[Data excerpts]
* * *
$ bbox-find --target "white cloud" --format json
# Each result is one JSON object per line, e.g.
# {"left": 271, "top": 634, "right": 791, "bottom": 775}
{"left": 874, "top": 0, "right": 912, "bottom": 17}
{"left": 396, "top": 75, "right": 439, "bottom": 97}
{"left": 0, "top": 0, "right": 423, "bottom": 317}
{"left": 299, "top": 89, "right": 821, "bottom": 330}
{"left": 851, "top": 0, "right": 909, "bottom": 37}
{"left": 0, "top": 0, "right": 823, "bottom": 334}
* * *
**PROBLEM TO SOLVE**
All the lines above should be written out once more, exactly.

**SOLUTION**
$ bbox-find --target "white cloud" --format json
# Each result is one JSON object per line, e.g.
# {"left": 271, "top": 634, "right": 791, "bottom": 775}
{"left": 874, "top": 0, "right": 912, "bottom": 17}
{"left": 396, "top": 75, "right": 439, "bottom": 97}
{"left": 0, "top": 0, "right": 423, "bottom": 317}
{"left": 299, "top": 89, "right": 821, "bottom": 330}
{"left": 851, "top": 0, "right": 909, "bottom": 37}
{"left": 0, "top": 0, "right": 823, "bottom": 334}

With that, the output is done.